:: READING PASSAGE ::
· · · · ·

I first noticed it on Thursday following the first Lorne Bar quiz of the year. I was sitting on the end of my yoga mat putting my socks back on and looking every bit as limp as the fern on the coffee table to my right. Because it had been more than four weeks since I last took part in a pub quiz, I had just about forgotten how much of a struggle the hangover can turn the next day into. Often I would forgo my daily yoga practice on account of it, persuading myself that I was ‘too tired’ for a 30-minute exercise. My intention, if not my resolution, is to get better at sticking to my movement routine – mostly because I have found that days with yoga are much nicer than days without yoga, and the hangovers last longer without the mindfulness of half an hour on the mat. Effectively, I am trying to get in touch with my inner peace rather than my inner pissed.
My socks were coral pink and still a little damp from the rain, which forced me to immediately change out of them. Whilst peeling the socks from my feet again, I caught the distinctive whiff of smoke passing my nostrils. It was a peculiar thing to smell in my living room. While I could feel the burn from my side planks and tree poses, I knew that they weren’t sizzling that much. In the hallway, the aroma was so pungent that it could have been coming from inside my flat. For a moment, I was forced to convince myself that I hadn’t started smoking again. It was only a few beers after the quiz I kept telling myself, like it was a meditative mantra. Minds were only put at ease once I opened the door to my flat and found that the entire close smelled like a Marlboro production plant.

· · · · ·

:: EXERCISE 1 ::
Return the section of the reading passage from "My socks were" to "Marlboro production plant." word for word.
:: EXERCISE 2 ::
According to the reading passage, how long had it been since the writer last took part in a pub quiz?
:: EXERCISE 3 ::
Extend the reading passage by writing what comes next after its final sentence.
The entries that come after the reading passage are separate material.

:: DATA SHOWN ::
· · · · ·

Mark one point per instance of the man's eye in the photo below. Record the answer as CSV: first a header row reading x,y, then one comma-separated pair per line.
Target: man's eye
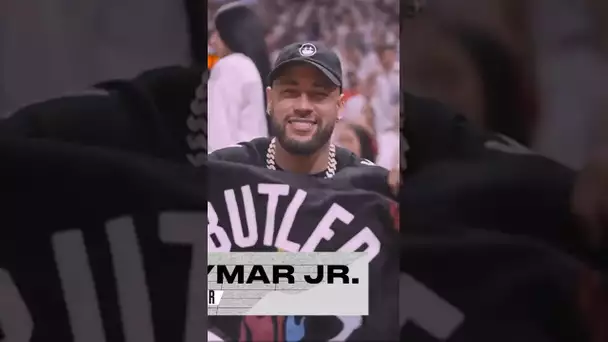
x,y
290,92
320,95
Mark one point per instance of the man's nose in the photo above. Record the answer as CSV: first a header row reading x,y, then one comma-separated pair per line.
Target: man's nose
x,y
303,104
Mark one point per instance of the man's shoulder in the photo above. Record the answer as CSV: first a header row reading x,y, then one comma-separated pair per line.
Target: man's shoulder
x,y
249,152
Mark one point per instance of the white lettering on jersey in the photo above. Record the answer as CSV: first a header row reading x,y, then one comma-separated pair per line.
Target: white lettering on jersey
x,y
367,162
78,286
185,229
218,239
77,282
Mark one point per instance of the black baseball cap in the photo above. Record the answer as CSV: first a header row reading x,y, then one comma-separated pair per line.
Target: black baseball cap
x,y
313,53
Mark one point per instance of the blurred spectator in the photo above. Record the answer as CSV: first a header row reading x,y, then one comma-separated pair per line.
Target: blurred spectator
x,y
474,73
355,138
237,103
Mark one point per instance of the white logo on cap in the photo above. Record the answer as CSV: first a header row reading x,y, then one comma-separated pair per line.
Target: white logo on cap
x,y
307,50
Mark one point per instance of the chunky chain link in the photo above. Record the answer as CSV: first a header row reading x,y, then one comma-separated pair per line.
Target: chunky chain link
x,y
332,164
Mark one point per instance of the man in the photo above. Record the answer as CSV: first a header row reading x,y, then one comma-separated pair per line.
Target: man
x,y
304,98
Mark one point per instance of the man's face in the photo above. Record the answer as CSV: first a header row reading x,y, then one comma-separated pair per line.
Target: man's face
x,y
303,106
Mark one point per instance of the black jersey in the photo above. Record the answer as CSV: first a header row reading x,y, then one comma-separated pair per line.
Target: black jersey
x,y
254,153
91,246
97,245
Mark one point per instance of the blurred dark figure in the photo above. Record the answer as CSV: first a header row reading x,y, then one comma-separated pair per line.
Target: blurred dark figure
x,y
474,73
356,139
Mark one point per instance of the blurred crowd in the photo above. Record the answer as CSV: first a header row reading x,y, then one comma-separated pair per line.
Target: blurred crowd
x,y
496,62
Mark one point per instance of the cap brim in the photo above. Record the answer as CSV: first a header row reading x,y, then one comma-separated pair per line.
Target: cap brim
x,y
279,68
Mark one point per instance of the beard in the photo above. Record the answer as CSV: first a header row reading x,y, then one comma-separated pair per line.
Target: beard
x,y
303,148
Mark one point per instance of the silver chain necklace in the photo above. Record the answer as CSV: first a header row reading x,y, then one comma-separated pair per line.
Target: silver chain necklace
x,y
331,162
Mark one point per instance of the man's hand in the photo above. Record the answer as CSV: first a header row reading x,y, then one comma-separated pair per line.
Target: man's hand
x,y
590,198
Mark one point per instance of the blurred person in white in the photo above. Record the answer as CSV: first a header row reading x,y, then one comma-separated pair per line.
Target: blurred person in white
x,y
236,85
378,117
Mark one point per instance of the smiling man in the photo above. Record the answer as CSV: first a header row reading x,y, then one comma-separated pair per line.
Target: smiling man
x,y
304,99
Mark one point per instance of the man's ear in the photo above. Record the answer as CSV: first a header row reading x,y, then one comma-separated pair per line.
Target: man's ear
x,y
268,100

· · · · ·

:: ANSWER 1 ::
My socks were coral pink and still a little damp from the rain, which forced me to immediately change out of them. Whilst peeling the socks from my feet again, I caught the distinctive whiff of smoke passing my nostrils. It was a peculiar thing to smell in my living room. While I could feel the burn from my side planks and tree poses, I knew that they weren’t sizzling that much. In the hallway, the aroma was so pungent that it could have been coming from inside my flat. For a moment, I was forced to convince myself that I hadn’t started smoking again. It was only a few beers after the quiz I kept telling myself, like it was a meditative mantra. Minds were only put at ease once I opened the door to my flat and found that the entire close smelled like a Marlboro production plant.

:: ANSWER 2 ::
More than four weeks.

:: ANSWER 3 ::
Usually the scent of cigarette smoke is inoffensive to me. In many ways, it is the thing I miss most about being a part-time smoker. The rest of the habit I found to be pretty disgusting and ultimately pointless, but I really enjoyed the smell of tobacco on my fingers – especially the morning after a night out. I could have lain in bed for hours savouring the space between my index and middle fingers. Sometimes it seemed a real pity to have to shower and lose everything that I had worked so hard for hours before. These days I find myself walking behind people on the street who are smoking and positioning myself in their slipstream, waiting to catch a puff of that sweet second-hand cigarette smoke, only to get a mouthful of wet melon or cotton candy. It is often tempting to wish for the vapers to walk into traffic.
In truth, my understanding of the physics of cigarette smoke is as paltry as the next person’s. I don’t know why the fragrance is so strong in my flat. There have been smokers living in the block before, but never anything like this. Considering that there was not a hint of smoke before I took to the floor for my yoga practice, it was remarkable that it would be so pungent less than thirty minutes later. They had to have blown through an entire packet of the things to create this much of a stink. You never get a neighbour’s batch of freshly baked bread or a homemade curry wafting under the door, at least not on Combie Street. What’s all the more difficult to comprehend is how the smell can be so overpowering in the living room and the hallway and for there to be no trace of it in the kitchen or the bathroom, the two rooms that have windows looking onto the garden. I also can’t smell it in the bedroom, but then nothing has ever been smoking in there.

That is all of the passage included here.